begin Excerpt provided

One hundred thirty participants (62 male) with a mean age of 26.26 years (SD = 10.62; range = 18–55) were recruited from the personal environment of the study leaders. Participants were required to be adults between the ages of 18 and 55, in good health, and not taking any drugs. The participants were not paid, but they received our collection of cognitive training tasks after the completion of the study. All participants received the same information, reported normal vision and audition, and provided informed, written consent before participation.

Assignment to the training groups was random except matching for gender and age. To complete the study design, participants for the passive control group were recruited later, after the 3 training groups ended the training. A higher number of participants, which were also matched for gender and age, were included for this group in order to enhance statistical power. The final sample consisted of 28 participants (mean age = 24.5 years; SD = 7.46; 11 male) in the dual n-back training, 30 participants (mean age = 25.6 years; SD = 10.01; 10 male) in the DL training, 24 participants (mean age = 26.70 years; SD = 11.45; 9 male) in the active control group (SL training), and 48 participants (mean age = 27.5; SD = 12.14; 32 male) in the no-training group.

Procedure

The recruited participants were assigned to one of the four experimental groups before taking any tests. They took the pretraining behavioral test in groups of around 20 participants in a computer room at the university. After the completion of the pretests, each training participant received a tablet to take home and training instructions. Participants were instructed to schedule five training sessions each week for 4 weeks for a total of 20 sessions. Finally, all the participants were tested 2 to 5 days after their last training session.

Measures

Cognitive Tasks

Choice Reaction Task

In this task, arrows pointing to the right or left were presented on the screen (presentation time of max. 5000 ms, interval between 300 and 500 ms), followed by a black screen (500 ms). Participants were requested to press the corresponding arrow on the keyboard as fast as possible. Mean accuracy served as the dependent variable.

Task Switching

A total of 32 numbers (1–10) were serially presented on the screen. Participants were required to assign the numbers to one of two categories by pressing a predefined key as fast as possible. Crucially, the task changed from odd/even to lower/higher than five in an AABB order, thus enabling switch costs to be calculated. The dependent variable was the difference in accuracy between task change and task repetition.

Processing Speed

The digit symbol substitution test (DSST) of the Wechsler Adult Intelligence Scale (WAIS; Wechsler, 1958) consists of nine digit-symbol pairs (e.g., 1/-,8/X) followed by a list of digits. Participants were required to write the corresponding symbol under each digit as fast as possible. The number of correct symbols within the time allowed (120 s) served as the dependent measure.

Fluid Intelligence

We used Raven’s Standard Progressive Matrices test (RPM; Raven, Raven, and Court, 1998) separated into two forms of 30 items (items were split into odd and even sets and counterbalanced across testing times). Participants saw a 3 × 3 matrix of shapes presented with the last shape missing and were required to choose the item that completed the pattern from a set of six to eight choices. Participants were given 10 min to complete the task. The number of correctly answered items served as the dependent variable.

end Excerpt provided

**To be done**
**1)** From the study methods section, copy the passage that begins at the words "Processing Speed" and stops after the words "the dependent measure.".
**2)** Summarize the study methods section in two sentences.
**3)** Carry the study methods section forward from its last sentence.

begin Supplied entries

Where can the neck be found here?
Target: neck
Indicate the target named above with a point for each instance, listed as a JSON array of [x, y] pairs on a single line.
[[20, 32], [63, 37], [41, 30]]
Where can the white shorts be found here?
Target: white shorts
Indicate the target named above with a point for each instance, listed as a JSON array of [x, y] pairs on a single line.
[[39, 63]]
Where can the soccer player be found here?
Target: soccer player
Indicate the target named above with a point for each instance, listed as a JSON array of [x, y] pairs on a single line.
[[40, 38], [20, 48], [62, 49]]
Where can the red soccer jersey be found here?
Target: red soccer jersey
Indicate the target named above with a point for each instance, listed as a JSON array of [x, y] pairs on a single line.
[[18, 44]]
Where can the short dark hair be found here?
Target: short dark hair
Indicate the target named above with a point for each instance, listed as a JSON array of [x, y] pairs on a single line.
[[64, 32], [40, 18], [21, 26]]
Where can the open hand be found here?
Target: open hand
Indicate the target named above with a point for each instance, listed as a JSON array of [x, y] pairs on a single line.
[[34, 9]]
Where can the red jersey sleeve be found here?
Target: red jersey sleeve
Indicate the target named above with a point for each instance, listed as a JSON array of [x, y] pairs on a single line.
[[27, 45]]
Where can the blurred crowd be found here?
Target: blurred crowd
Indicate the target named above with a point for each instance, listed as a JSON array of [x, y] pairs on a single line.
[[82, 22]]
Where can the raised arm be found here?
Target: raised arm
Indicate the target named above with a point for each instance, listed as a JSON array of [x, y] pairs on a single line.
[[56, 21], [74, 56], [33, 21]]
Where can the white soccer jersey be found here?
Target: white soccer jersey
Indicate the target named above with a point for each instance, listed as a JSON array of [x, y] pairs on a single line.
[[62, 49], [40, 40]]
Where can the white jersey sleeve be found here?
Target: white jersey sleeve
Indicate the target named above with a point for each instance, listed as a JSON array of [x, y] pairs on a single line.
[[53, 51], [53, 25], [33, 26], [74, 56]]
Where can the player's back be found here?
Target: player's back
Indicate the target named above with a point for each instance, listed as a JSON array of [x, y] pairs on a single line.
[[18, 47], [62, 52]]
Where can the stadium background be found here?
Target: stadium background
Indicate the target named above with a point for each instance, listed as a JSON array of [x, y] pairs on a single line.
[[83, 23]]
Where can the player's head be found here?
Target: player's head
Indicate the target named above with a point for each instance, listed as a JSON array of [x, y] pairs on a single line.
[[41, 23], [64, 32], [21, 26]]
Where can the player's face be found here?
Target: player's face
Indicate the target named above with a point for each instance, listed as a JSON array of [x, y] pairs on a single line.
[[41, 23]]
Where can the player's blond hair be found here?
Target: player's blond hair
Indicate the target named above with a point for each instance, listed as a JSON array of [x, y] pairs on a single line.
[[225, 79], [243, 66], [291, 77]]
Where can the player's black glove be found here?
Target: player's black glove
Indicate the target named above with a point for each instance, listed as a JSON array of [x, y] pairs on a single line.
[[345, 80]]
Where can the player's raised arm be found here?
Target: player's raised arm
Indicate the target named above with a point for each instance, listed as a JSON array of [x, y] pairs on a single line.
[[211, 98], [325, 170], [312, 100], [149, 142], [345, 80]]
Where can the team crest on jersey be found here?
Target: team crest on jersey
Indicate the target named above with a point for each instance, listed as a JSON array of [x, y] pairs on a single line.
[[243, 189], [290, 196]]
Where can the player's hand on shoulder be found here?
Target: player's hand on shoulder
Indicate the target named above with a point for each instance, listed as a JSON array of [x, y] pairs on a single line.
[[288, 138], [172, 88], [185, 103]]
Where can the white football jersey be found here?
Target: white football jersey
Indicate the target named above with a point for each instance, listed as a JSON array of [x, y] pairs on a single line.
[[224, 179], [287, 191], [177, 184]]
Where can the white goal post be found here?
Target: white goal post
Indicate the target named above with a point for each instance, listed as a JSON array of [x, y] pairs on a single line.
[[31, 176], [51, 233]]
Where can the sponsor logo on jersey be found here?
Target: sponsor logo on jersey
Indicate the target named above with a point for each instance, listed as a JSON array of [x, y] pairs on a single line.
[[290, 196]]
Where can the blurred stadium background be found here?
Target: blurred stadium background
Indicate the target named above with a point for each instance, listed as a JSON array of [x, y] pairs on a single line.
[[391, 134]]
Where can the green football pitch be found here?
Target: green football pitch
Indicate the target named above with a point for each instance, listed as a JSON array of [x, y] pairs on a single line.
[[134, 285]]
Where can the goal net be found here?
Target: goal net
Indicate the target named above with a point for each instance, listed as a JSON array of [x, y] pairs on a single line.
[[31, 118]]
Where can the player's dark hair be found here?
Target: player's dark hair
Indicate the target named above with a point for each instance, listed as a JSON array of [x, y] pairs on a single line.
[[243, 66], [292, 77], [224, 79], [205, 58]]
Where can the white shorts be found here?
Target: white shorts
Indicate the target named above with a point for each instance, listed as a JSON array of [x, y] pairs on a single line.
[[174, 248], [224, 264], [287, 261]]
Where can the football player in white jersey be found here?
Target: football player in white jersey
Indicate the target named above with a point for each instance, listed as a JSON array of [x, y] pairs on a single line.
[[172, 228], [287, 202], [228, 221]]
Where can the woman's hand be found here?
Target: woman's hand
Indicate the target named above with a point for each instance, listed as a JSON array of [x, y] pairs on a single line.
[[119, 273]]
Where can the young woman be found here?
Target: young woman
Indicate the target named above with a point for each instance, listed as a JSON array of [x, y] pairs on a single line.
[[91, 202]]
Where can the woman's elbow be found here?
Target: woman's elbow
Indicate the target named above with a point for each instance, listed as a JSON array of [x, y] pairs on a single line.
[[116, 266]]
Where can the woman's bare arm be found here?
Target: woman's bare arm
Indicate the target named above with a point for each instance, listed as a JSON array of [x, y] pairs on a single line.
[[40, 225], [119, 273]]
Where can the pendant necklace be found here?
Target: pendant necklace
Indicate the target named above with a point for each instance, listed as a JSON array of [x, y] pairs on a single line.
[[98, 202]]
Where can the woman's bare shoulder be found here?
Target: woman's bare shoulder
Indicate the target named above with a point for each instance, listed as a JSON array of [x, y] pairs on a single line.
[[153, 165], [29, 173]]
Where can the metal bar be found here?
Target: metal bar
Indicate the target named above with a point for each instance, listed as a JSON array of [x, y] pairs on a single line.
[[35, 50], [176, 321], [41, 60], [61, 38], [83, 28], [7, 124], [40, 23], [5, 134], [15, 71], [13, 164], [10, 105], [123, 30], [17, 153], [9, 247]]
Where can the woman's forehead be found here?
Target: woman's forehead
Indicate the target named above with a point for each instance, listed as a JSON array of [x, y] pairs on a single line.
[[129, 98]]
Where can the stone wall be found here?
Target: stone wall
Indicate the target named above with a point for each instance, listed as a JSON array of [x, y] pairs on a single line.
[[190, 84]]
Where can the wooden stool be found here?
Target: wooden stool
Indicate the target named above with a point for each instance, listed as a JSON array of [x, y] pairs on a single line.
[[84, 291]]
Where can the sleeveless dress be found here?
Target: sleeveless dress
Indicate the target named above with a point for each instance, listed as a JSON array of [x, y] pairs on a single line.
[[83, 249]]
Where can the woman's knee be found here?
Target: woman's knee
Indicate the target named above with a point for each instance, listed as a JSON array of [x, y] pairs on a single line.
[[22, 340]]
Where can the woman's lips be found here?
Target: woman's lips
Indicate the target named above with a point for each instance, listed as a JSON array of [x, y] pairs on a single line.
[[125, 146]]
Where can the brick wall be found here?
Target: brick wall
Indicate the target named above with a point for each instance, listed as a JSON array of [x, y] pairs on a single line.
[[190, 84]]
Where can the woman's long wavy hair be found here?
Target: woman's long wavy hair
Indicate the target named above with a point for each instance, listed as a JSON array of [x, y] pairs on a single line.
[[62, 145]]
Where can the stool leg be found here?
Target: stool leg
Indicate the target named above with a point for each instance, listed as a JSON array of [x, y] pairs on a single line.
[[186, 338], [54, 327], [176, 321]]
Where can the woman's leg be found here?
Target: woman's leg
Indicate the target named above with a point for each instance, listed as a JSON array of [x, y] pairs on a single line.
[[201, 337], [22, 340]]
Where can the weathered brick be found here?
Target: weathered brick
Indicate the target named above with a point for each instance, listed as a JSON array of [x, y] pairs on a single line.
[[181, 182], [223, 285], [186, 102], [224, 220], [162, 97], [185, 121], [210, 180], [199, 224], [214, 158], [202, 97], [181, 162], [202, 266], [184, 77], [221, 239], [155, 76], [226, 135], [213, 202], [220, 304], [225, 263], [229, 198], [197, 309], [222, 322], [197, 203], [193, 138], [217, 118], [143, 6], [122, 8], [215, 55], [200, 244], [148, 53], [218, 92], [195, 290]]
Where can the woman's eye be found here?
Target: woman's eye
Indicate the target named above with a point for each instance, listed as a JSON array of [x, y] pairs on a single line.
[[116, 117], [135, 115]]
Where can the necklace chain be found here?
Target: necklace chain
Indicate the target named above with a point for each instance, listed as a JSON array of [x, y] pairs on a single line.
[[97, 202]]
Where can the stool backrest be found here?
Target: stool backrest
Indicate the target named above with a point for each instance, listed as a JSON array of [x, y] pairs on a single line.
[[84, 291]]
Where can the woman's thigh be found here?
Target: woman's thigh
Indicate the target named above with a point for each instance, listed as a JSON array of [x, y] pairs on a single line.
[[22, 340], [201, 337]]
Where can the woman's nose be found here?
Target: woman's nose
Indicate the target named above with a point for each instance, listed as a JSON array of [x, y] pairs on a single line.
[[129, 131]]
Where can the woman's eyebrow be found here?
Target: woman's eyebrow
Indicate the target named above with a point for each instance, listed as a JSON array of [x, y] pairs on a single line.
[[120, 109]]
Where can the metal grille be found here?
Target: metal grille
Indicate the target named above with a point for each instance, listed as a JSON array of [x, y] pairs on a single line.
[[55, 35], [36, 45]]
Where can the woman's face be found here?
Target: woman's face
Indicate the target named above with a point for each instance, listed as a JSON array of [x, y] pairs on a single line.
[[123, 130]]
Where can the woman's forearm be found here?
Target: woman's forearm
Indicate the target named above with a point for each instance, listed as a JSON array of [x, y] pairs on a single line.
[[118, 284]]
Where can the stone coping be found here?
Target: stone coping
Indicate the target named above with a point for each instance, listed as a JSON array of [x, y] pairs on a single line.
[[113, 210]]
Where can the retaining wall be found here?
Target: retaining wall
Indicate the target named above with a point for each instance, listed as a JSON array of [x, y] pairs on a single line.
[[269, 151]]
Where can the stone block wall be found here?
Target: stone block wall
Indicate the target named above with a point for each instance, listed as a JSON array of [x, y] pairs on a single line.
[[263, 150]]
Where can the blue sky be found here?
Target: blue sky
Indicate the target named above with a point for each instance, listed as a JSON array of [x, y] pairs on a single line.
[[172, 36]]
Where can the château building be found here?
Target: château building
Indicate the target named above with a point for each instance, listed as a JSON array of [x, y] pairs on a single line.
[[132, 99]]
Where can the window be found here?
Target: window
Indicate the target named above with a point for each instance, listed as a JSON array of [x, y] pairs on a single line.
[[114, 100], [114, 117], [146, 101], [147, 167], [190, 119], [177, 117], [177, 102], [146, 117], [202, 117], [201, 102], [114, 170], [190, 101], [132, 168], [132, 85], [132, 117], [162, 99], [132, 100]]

end Supplied entries

**Answers to each task**
**1)**
Processing Speed

The digit symbol substitution test (DSST) of the Wechsler Adult Intelligence Scale (WAIS; Wechsler, 1958) consists of nine digit-symbol pairs (e.g., 1/-,8/X) followed by a list of digits. Participants were required to write the corresponding symbol under each digit as fast as possible. The number of correct symbols within the time allowed (120 s) served as the dependent measure.

**2)** One hundred thirty healthy adults aged 18 to 55 were assigned to dual n-back training, DL training, an active control group with SL training, or a no-training group, with the groups matched for gender and age. Training participants were instructed to complete 20 tablet sessions at home over 4 weeks, and all participants were tested before and after training on a choice reaction task, task switching, the digit symbol substitution test, and Raven's Standard Progressive Matrices.

**3)**
Working Memory

Verbal working memory capacity was individually assessed with the backwards number span task of Wechsler Memory Scale (Wechsler, 1997). Starting with two numbers, growing sequences of numbers between 1 and 9 were read out, and the participant was required to repeat each sequence in reverse order. The number of correctly reproduced sequences served as the dependent variable.

Episodic Memory

A total of 48 words consisting of a maximum of 9 letters were presented serially and dichotically through headphones (interval of 200 ms). Participants were instructed to pay attention only to the words presented to one ear and decide on the category (part 1: flower vs. tree; part 2: furniture vs. clothes). Half of the word pairs presented were congruent (identical words), and the other half were incongruent (different words). After completing the tasks, participants were asked to recall as many of the words as possible in 2 min. The number of correctly recalled words served as the dependent variable (Muhmenthaler and Meier, 2019).

Self-Reported Measures

Mindfulness

We used the German version of the Mindfulness Inventory (FMI; Walachet al. 2006), which consists of 14 items (e.g., “I feel connected to my experience in the here-and-now”). Answers are given on a Likert scale ranging from 1 (rarely) to 5 (almost always).

Memory in Everyday Life

We used the Prospective and Retrospective Memory Questionnaire (PRMQ; Smith et al. 2000) as a self-report measure of prospective and retrospective memory slips in everyday life. The questionnaire consists of 16 questions, 8 asking about retrospective memory failures (e.g., “Do you forget what you watched on television the previous day?”) and 8 concerning prospective failures (e.g., “Do you decide to do something in a few minutes’ time and then forget to do it?”). Answers are given on a Likert scale ranging from 1 (never) to 5 (very often).

Neuroticism and Conscientiousness

These two personality traits of the Big Five Model developed by McCrae and Costa (1999) were measured with 24 items from the NEO-FFI Questionnaire (Costa and McCrea, 1992): 12 items concerning neuroticism (e.g., “I’m often tense and nervous”) and 12 items concerning conscientiousness (e.g., “I try to conscientiously finish given tasks”). Participants are asked to rate their agreement with a statement on a Likert scale from 1 (strong disagreement) to 5 (strong agreement).

Emotion Regulation

We used the Emotion Regulation Skills Questionnaire (ERSQ; Berking and Znoj 2008) to measure emotional regulation competences. The 27 questions explore the emotional competencies of awareness, clarity, sensation, understanding, acceptance, resilience, self-support, willingness to confront, and modification (e.g., “I can influence my negative emotions”). Answers are given on a Likert scale ranging from 1 (very often) to 5 (very rarely).

Self-efficacy

To assess belief in one’s own capacity to handle difficulties and challenges in everyday life, we used the General Self-Efficacy Short Scale (GSE; Beierlein et al. 2013). Answers to the four items (e.g., “When I am confronted with a problem, I can usually find several solutions”) are given on a Likert scale ranging from 1 (strong disagreement) to 4 (strong agreement).

Training Tasks

Both of the training tasks are part of our cognitive training task collection designed for application on tablets and smartphones (Studer-Luethi et al. 2017).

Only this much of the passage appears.